* BEGIN Material provided *
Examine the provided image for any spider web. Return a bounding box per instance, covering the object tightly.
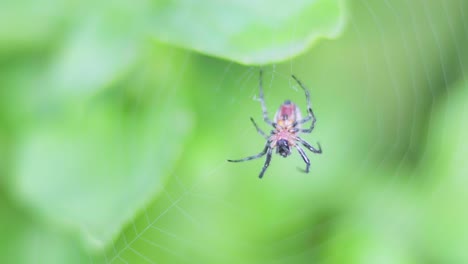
[81,0,468,263]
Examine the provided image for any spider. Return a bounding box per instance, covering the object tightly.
[228,70,322,179]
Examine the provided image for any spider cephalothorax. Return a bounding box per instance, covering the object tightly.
[228,70,322,178]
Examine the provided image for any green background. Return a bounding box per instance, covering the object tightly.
[0,0,468,263]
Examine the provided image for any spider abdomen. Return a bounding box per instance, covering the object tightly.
[275,100,301,127]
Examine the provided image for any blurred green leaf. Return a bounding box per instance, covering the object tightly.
[13,82,190,248]
[420,78,468,263]
[151,0,346,64]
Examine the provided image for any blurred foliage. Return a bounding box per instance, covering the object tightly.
[0,0,468,263]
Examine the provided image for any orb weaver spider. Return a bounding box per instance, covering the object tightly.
[228,70,322,179]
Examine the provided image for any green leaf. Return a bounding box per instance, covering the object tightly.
[151,0,346,64]
[13,84,190,249]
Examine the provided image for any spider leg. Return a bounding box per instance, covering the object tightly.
[292,75,317,133]
[258,147,273,179]
[228,142,270,162]
[258,70,276,127]
[296,145,310,173]
[297,137,322,154]
[250,117,268,139]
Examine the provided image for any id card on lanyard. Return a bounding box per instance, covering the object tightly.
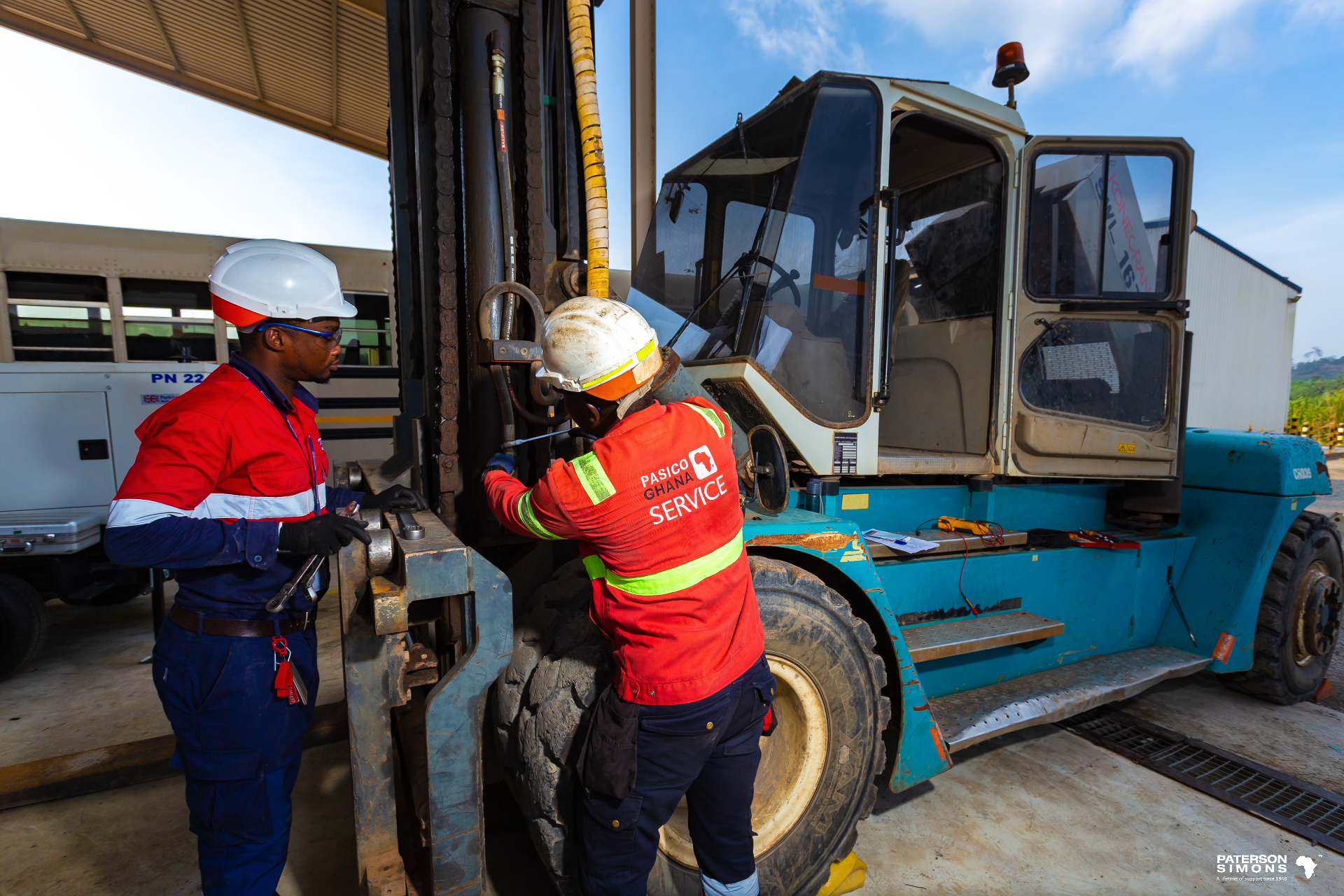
[281,411,323,516]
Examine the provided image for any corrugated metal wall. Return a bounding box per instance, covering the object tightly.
[1182,231,1298,433]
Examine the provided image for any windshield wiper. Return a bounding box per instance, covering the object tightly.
[664,174,780,348]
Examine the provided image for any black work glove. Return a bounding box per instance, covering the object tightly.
[481,453,517,481]
[359,485,428,510]
[277,513,371,556]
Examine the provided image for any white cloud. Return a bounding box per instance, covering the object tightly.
[853,0,1317,94]
[1106,0,1259,82]
[726,0,864,76]
[860,0,1125,92]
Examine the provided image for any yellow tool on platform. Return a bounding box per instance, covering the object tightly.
[817,852,868,896]
[938,516,989,535]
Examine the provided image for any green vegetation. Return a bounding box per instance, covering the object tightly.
[1287,374,1344,402]
[1284,348,1344,450]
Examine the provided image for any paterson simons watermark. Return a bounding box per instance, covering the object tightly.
[1215,855,1319,883]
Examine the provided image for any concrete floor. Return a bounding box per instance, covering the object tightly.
[0,599,1344,896]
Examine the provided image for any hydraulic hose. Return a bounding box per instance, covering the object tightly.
[481,31,521,454]
[564,0,610,298]
[489,31,517,339]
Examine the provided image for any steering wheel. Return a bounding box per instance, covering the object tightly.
[757,255,802,307]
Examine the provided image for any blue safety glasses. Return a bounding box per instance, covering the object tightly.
[257,323,344,342]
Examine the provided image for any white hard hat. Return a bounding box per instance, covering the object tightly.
[210,239,355,326]
[536,295,663,402]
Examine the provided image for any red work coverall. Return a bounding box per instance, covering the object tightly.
[485,398,764,705]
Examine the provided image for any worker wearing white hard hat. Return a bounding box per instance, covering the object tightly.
[485,297,776,896]
[104,239,425,896]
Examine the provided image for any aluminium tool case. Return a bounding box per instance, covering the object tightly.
[0,510,102,557]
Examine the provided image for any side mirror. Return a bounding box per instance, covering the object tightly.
[748,424,789,514]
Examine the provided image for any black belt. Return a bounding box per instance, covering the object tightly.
[168,605,314,638]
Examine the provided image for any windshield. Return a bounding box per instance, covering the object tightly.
[629,85,879,423]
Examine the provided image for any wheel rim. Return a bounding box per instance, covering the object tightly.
[659,655,830,868]
[1293,560,1340,666]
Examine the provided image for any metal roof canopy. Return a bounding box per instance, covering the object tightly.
[0,0,388,158]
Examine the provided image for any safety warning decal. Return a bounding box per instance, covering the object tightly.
[831,433,859,474]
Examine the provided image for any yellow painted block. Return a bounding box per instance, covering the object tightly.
[817,852,868,896]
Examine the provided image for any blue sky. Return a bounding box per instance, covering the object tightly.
[0,0,1344,357]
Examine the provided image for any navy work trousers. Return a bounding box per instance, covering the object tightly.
[153,622,318,896]
[580,655,776,896]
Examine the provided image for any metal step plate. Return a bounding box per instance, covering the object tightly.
[929,648,1212,752]
[900,611,1065,662]
[864,529,1027,560]
[1062,706,1344,853]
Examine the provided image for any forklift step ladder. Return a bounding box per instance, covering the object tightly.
[929,648,1212,752]
[900,611,1065,662]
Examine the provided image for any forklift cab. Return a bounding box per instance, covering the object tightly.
[628,73,1194,479]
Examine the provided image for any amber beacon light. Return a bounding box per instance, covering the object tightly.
[995,41,1031,108]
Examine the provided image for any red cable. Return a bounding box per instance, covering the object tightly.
[957,532,983,617]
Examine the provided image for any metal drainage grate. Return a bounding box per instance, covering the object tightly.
[1056,706,1344,853]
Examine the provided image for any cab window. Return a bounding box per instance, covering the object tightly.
[1027,152,1175,300]
[628,83,881,423]
[1018,317,1172,428]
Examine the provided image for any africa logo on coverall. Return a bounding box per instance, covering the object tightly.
[640,444,727,525]
[691,444,719,479]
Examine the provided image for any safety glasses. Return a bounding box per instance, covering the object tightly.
[258,323,344,342]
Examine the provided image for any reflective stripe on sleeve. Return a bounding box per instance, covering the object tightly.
[571,451,615,504]
[517,489,561,541]
[580,336,659,390]
[108,482,327,528]
[583,531,745,596]
[687,405,723,440]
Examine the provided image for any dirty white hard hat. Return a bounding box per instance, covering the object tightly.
[536,295,663,402]
[210,239,355,326]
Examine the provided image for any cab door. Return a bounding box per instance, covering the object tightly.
[1004,137,1195,478]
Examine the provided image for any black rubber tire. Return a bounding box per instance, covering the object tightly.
[0,573,51,681]
[493,557,891,896]
[1218,510,1344,704]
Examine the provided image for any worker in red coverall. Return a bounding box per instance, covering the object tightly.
[104,239,425,896]
[485,297,776,896]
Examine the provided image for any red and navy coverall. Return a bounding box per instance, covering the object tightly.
[485,398,776,896]
[104,355,360,896]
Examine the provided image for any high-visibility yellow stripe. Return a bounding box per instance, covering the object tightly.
[573,451,615,504]
[580,337,659,390]
[583,529,743,596]
[517,489,561,541]
[687,405,723,440]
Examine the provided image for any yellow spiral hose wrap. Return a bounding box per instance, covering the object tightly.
[566,0,610,298]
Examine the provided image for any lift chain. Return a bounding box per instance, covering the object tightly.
[430,0,462,531]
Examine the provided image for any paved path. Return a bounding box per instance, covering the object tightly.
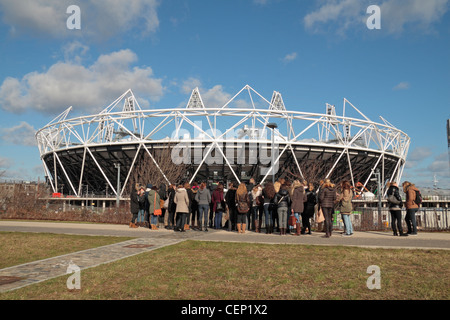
[0,220,450,292]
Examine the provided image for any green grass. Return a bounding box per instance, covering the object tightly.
[0,232,132,269]
[0,235,450,300]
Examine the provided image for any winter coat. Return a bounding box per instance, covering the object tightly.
[386,186,402,210]
[405,184,419,210]
[291,186,307,213]
[336,189,353,214]
[173,188,189,213]
[130,188,139,214]
[319,186,336,208]
[147,190,161,214]
[211,189,225,212]
[304,190,317,217]
[195,188,211,205]
[273,189,291,208]
[225,189,236,209]
[249,189,261,207]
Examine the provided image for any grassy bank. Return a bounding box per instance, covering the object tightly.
[0,235,450,300]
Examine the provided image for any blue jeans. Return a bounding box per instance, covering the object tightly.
[278,207,288,228]
[342,214,353,234]
[150,213,158,226]
[214,211,223,229]
[198,204,209,228]
[405,208,419,234]
[136,209,145,222]
[264,203,272,228]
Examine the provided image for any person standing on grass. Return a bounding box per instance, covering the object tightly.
[225,182,237,231]
[236,182,250,233]
[147,186,161,230]
[402,181,419,236]
[291,180,307,236]
[211,183,225,229]
[338,181,353,236]
[130,183,139,228]
[301,183,317,234]
[137,186,146,227]
[273,184,291,236]
[174,184,189,232]
[386,181,408,237]
[195,182,211,231]
[319,179,336,238]
[262,182,275,234]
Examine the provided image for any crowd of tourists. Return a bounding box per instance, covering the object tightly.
[130,179,420,237]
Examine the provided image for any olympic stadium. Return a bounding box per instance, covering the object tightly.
[36,85,410,197]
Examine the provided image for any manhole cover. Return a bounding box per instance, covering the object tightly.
[124,243,153,249]
[0,276,23,286]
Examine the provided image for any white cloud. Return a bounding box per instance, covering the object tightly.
[0,49,163,114]
[283,52,297,63]
[303,0,449,35]
[0,121,37,146]
[393,82,409,91]
[181,77,250,108]
[0,0,159,40]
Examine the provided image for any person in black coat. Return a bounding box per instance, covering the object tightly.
[130,183,139,228]
[273,184,291,236]
[386,181,408,236]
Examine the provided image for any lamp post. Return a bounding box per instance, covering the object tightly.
[114,163,120,211]
[267,122,278,183]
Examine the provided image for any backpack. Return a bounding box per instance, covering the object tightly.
[414,190,422,205]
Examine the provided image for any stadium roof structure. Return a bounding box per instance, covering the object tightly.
[36,85,410,196]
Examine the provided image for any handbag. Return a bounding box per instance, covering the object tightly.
[316,208,325,223]
[289,214,297,226]
[153,192,162,216]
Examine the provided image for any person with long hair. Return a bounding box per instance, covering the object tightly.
[319,179,336,238]
[290,180,307,236]
[225,182,237,231]
[386,181,408,237]
[300,183,317,234]
[236,182,250,233]
[247,185,262,233]
[174,184,189,232]
[273,184,291,236]
[211,183,225,229]
[262,182,275,234]
[195,182,211,231]
[402,181,419,236]
[338,181,353,236]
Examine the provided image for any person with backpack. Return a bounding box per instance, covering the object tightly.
[319,179,336,238]
[386,181,408,236]
[236,182,250,233]
[273,184,291,236]
[402,181,422,236]
[300,183,317,234]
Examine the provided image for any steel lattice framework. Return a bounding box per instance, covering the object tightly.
[36,85,410,196]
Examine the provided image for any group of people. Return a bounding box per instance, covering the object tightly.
[130,179,418,238]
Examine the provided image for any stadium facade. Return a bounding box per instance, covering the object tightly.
[36,85,410,197]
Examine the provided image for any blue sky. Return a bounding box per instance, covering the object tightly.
[0,0,450,188]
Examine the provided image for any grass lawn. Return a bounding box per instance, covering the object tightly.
[0,233,450,300]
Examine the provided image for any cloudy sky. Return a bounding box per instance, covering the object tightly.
[0,0,450,188]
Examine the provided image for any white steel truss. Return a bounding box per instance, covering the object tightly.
[36,85,410,196]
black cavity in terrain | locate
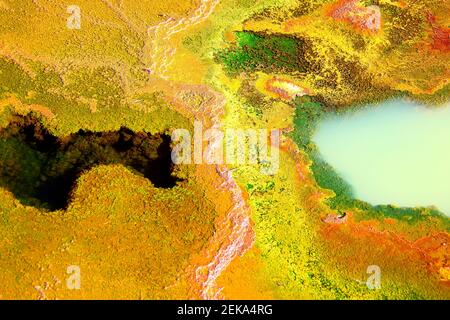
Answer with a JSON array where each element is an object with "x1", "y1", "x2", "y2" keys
[{"x1": 0, "y1": 115, "x2": 177, "y2": 210}]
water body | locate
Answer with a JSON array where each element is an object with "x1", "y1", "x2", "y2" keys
[{"x1": 313, "y1": 100, "x2": 450, "y2": 216}]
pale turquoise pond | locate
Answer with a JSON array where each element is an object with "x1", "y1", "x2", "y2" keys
[{"x1": 313, "y1": 100, "x2": 450, "y2": 216}]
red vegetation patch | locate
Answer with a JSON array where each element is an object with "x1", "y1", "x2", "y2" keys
[{"x1": 328, "y1": 0, "x2": 381, "y2": 33}]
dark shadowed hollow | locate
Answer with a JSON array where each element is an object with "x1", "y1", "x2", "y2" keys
[{"x1": 0, "y1": 115, "x2": 178, "y2": 210}]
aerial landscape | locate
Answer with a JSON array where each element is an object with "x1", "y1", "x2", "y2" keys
[{"x1": 0, "y1": 0, "x2": 450, "y2": 300}]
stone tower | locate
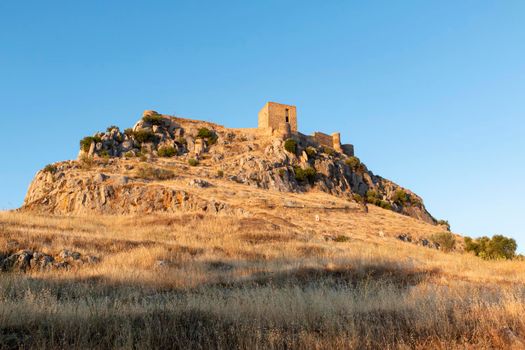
* END Material provided *
• **Written task**: List the items as numbered lines, skipping blank lines, starting at the line that contains "Examine the provided image for any windshield wiper." and ending at the line that contains "[0,510,102,557]".

• **Correct response**:
1. Examine the provided image for any windshield wiper. Return a bounding box per instance, covering the object tightly.
2. [664,174,780,348]
3. Examine the provided image for any black work glove. Return a bounding box per instance, covering the object tightly.
4. [481,453,517,481]
5. [359,485,428,510]
6. [277,513,371,556]
7. Examine the provided image for any white cloud. Return a bounding box per instance, covering the object tightly.
8. [853,0,1317,94]
9. [1106,0,1259,82]
10. [726,0,864,76]
11. [860,0,1125,92]
12. Examine the provided image for any yellow tool on platform. Return a bounding box per instance, covering the object tightly.
13. [817,852,868,896]
14. [938,516,989,535]
15. Examine the provided image for any green vegetation. Return a bounding box per instance, covering the object tightly.
16. [1287,374,1344,402]
17. [1284,348,1344,450]
18. Examine the provided image for any paterson simons watermark. Return a bounding box per instance, covering the object tightly.
19. [1215,855,1319,883]
20. Examine the provided image for any concrete floor. Return a bounding box per instance, covering the object tightly.
21. [0,599,1344,896]
22. Examine the provided image for any hydraulic hose. Return a bounding box per instance, covering the object tightly.
23. [481,31,521,454]
24. [564,0,610,298]
25. [489,31,517,339]
26. Examine the provided image for any steering wheel. Return a bounding box per instance, covering the object tightly.
27. [757,255,802,307]
28. Examine the provided image for any blue safety glasses. Return a bounding box per instance, covering the object tightly.
29. [257,323,344,342]
30. Examine the provided image for any white hard hat. Return a bounding box per instance, covering the object tightly.
31. [210,239,355,326]
32. [536,295,663,402]
33. Examine the provided image for any red work coverall. Return a bounding box per instance, covering the object tightly.
34. [485,398,764,705]
35. Examine the provided image for any worker wearing white hard hat. Return a bounding box per instance, covering the object tightly.
36. [485,297,776,896]
37. [104,239,425,896]
38. Examine the provided image for any aluminium tool case. Return a bounding box per instance, covering the object tightly.
39. [0,510,102,557]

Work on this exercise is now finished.